■ **What to produce**
Write down every entry below once more, exactly.

++++++++++++++++++++

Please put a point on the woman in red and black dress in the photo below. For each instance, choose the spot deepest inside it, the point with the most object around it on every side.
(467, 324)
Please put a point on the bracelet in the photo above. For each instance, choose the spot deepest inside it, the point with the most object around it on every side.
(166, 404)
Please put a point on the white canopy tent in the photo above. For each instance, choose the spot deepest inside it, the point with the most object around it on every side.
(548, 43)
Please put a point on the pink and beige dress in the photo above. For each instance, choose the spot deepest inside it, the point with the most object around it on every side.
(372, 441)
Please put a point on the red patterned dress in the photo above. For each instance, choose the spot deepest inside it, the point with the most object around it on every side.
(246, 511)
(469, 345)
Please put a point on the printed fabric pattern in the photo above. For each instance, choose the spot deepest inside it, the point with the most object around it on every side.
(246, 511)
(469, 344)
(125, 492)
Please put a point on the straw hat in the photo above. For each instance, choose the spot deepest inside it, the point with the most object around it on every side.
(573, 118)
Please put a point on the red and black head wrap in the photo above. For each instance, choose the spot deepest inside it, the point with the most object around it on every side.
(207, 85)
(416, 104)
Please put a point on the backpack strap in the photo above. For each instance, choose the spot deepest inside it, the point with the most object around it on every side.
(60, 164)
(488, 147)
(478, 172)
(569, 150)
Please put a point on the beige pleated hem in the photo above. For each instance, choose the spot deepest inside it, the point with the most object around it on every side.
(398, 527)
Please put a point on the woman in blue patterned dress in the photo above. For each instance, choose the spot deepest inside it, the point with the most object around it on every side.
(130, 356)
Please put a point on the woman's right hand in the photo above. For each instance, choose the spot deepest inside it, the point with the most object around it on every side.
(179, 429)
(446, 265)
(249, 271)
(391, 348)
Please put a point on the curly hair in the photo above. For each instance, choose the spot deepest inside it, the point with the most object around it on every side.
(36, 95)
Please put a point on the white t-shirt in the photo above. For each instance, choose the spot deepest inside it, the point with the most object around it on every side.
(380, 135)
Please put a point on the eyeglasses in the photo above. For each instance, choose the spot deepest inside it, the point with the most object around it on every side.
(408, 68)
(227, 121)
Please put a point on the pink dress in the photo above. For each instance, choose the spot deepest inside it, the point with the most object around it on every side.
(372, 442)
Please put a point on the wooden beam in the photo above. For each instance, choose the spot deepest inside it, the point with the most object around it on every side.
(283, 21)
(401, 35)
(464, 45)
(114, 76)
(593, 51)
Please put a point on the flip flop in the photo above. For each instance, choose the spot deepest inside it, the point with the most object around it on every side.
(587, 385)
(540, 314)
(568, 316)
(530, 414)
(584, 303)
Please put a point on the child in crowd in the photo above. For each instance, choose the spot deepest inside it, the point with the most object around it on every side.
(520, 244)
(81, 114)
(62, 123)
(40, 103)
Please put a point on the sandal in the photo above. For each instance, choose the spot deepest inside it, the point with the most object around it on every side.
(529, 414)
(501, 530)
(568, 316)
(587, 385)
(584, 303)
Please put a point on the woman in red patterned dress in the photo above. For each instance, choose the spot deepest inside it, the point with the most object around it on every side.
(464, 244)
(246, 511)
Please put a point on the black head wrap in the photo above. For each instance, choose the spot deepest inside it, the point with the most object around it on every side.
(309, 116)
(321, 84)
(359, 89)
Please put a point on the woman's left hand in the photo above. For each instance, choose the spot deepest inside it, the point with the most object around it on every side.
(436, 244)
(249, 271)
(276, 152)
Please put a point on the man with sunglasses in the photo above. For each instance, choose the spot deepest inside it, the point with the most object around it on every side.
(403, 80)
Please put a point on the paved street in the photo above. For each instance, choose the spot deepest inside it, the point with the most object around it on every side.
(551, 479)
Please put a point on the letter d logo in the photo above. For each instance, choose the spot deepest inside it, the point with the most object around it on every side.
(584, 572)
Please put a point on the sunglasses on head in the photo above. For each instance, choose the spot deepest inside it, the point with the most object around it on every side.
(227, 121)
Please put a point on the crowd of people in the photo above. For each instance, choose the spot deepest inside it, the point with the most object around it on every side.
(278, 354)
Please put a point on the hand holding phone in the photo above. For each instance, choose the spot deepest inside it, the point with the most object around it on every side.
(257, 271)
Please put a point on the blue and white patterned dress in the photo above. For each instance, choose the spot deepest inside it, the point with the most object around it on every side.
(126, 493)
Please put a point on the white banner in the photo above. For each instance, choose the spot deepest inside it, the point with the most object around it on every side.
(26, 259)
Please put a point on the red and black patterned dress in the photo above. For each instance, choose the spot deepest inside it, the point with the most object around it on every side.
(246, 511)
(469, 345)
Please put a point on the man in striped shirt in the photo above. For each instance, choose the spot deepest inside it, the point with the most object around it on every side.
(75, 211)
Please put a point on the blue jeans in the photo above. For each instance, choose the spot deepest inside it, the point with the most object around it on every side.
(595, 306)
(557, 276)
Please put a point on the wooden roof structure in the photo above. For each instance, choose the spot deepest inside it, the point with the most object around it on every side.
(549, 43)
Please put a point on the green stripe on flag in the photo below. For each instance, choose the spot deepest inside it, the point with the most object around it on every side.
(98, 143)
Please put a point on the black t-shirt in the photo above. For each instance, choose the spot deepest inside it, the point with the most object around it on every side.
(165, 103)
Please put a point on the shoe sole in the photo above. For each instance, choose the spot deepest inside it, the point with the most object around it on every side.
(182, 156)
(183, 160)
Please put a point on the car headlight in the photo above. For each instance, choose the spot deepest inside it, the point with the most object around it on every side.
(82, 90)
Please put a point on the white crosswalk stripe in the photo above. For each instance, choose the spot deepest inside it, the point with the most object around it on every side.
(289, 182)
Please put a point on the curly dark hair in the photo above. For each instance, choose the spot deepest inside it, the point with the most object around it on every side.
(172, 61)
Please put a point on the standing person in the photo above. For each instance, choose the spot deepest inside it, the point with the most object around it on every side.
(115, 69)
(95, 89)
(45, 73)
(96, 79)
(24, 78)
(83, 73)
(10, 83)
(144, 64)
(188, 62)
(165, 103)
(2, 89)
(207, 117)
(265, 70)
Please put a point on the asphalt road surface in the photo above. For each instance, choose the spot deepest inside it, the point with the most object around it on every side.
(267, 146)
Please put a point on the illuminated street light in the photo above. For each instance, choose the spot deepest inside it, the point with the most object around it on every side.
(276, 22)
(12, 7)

++++++++++++++++++++

■ **Response for this exercise**
Please put a point on the woman in red and black dress in the photo below. For each instance, choose the spot deepest inside it, the point with the most object around it on every side.
(467, 324)
Please put a point on the bracelet in the photo above. For each instance, choose the spot deepest inside it, the point with the most object around it on every side.
(166, 404)
Please put a point on the white canopy tent in the photo above. For each instance, choose the spot deepest inside it, the point with the most object around it on every side.
(548, 43)
Please put a point on the pink and beige dress in the photo above. For each instance, choose the spot deepest inside it, the point with the most object around it on every side.
(372, 441)
Please put a point on the red patterned dress in the photo above. For each instance, choose the spot deepest inside it, the point with the most object around it on every side.
(246, 511)
(469, 345)
Please put a point on the printed fabric pattern in the photo above. For each instance, choose the spot deepest inside it, the point with the most object around it on every side.
(246, 511)
(469, 344)
(125, 492)
Please put a point on the straw hat in the photo above. For each instance, choose the spot deepest inside it, the point with the most object around it on every side.
(573, 118)
Please put a point on the red and black head wrap in the photo above. For each instance, choose the spot deepest inside it, the point with the most object around it on every side.
(207, 85)
(416, 104)
Please put a point on the backpack strap in the photo above. For each instance, choose the spot deepest inside it, the point with the most object around it on every side.
(60, 164)
(488, 147)
(478, 172)
(569, 150)
Please put a point on the beige pleated hem in the photo above. For each instance, choose the spot deepest inside it, the point with the most object around it on every side.
(398, 527)
Please put a point on the woman in blue patterned dress in the photo above. For each instance, choose the spot deepest inside it, the point with the most object around it on every side.
(130, 356)
Please put a point on the woman's right hand in the photo above. For each instance, choose the spot deepest inside it, the point with the most object around it on every side.
(179, 429)
(446, 265)
(249, 271)
(391, 348)
Please put a point on the curly hair in the photo above. For each instance, choose the spot deepest inside it, the point with the most object around it on every side.
(36, 95)
Please put a point on the white t-shirt in the photo above. For each instance, choose the spot deepest inside it, the point with the most object around it on every side.
(380, 135)
Please put a point on the eyeglasses in the photo above. For each instance, choose the spot deepest inside it, the point with the most object around it on every side.
(408, 68)
(227, 121)
Please put a point on the pink dress in the photo above. For each instance, choose the spot deepest inside it, the point with the most object around it on every side.
(372, 442)
Please put a point on the wooden beam in the photo above. For each instance, choose the spot deepest inside it, the point with the most object around it on every side.
(283, 21)
(401, 35)
(464, 45)
(114, 76)
(593, 51)
Please put a point on the flip flop in the photo above. For each instance, choose the spot deepest inside it, the point with the most object around it on every side.
(587, 385)
(540, 314)
(568, 316)
(530, 414)
(584, 303)
Please put a point on the child in crowd in the photo above. For each instance, choose the spot deepest inside it, the point with the most object around it on every side.
(520, 244)
(81, 114)
(62, 123)
(40, 103)
Please put a point on the sandal in the photo above. For each instance, choose the spot deepest inside it, the point with the most object around it on every side.
(529, 414)
(501, 530)
(568, 316)
(587, 385)
(584, 303)
Please put a point on the woman in red patterned dress in the photo above. For each instance, choose the spot deepest inside it, the point with the most object around it on every side.
(464, 244)
(246, 511)
Please put a point on the black head wrap in the photo above. For each instance, choose the spot deepest inside it, the point with the most object around it on every side.
(309, 116)
(321, 84)
(359, 89)
Please put a point on the woman's left hand in the photo above. For each instance, choose the spot deepest inside it, the point with the most object around it on every side.
(436, 244)
(249, 271)
(276, 152)
Please put a point on the man with sunglasses in the photo above. For each instance, choose the spot deepest inside it, the point with the most object around it on every side.
(403, 80)
Please put a point on the paved street in the photo above. For each instance, choose the spot deepest inside it, the point with the most object around it on every side.
(551, 479)
Please put a point on the letter d logo in the photo above. For each instance, choose the spot deepest inside it, the point with the most object around it on every side.
(584, 572)
Please put a point on the sunglasses on head in the photo above. For each instance, choose the spot deepest inside it, the point with the most object around it on every side.
(227, 121)
Please put a point on the crowd of people in the photo above. For each instance, choose the spot deepest inside it, the point with the most object around it on every side.
(278, 354)
Please put a point on the hand holding phone in the photo above. For each instance, choose the spot deepest inside it, the point with the most object around it on every side.
(257, 271)
Please put a point on the blue and white patterned dress in the photo above. For each instance, choose the spot deepest inside it, the point with the most object around it on every side.
(126, 493)
Please put a point on the white banner in the photo above. For each instance, choose the spot deepest inside it, the point with the most object around it on every side.
(26, 259)
Please put a point on the red and black patterned dress in the photo above. For each instance, choose the spot deepest inside it, the point with the most object around it on every side.
(246, 511)
(469, 345)
Please put a point on the man in striped shirt in the photo above. For each instance, choose the spot deepest inside it, the point with the most object around it on every side.
(75, 211)
Please put a point on the blue jeans in the photo above. For each instance, choose the spot deepest inside it, the point with the most object around it on every side.
(595, 306)
(557, 276)
Please put a point on the wooden roof structure in the photo above. For each instance, choose the spot deepest inside it, the point with the most object around it on every side.
(549, 43)
Please put a point on the green stripe on flag in the photo below. For each instance, choose the spot deepest inside it, the point with the most object around it on every side.
(98, 143)
Please put a point on the black t-shirt in the photo above. For each instance, choose the spot deepest inside it, the point with the most object around it on every side.
(165, 103)
Please put a point on the shoe sole in the photo above. For each instance, choose the spot deepest inside it, the point with the most object around it on every side.
(182, 156)
(183, 160)
Please put a point on the car headlight in the photo above. For each instance, choose the spot deepest inside it, the point with the most object around it on every side.
(82, 90)
Please put a point on the white crosswalk stripe in the photo above. For each instance, choose the spot deepest inside it, the point with the most object around it on every side.
(289, 182)
Please put a point on the curly dark hair in the photo above. For each instance, choose the spot deepest inside it, the point with the most object around it on every side.
(172, 61)
Please put a point on the standing person in the photo above. For each instance, choose the spot deepest inside it, the point with the most object around it on every side.
(115, 69)
(95, 89)
(45, 73)
(96, 79)
(24, 78)
(83, 73)
(10, 83)
(144, 64)
(188, 62)
(165, 103)
(2, 89)
(207, 117)
(265, 70)
Please put a point on the asphalt road surface in the photo above. For each instance, choose the spot deepest inside it, the point with the most object around it on every side.
(267, 146)
Please put a point on the illuminated street light in the photo above. For each instance, choose the spot deepest inside it, the point with the most object around it on every side.
(276, 22)
(12, 7)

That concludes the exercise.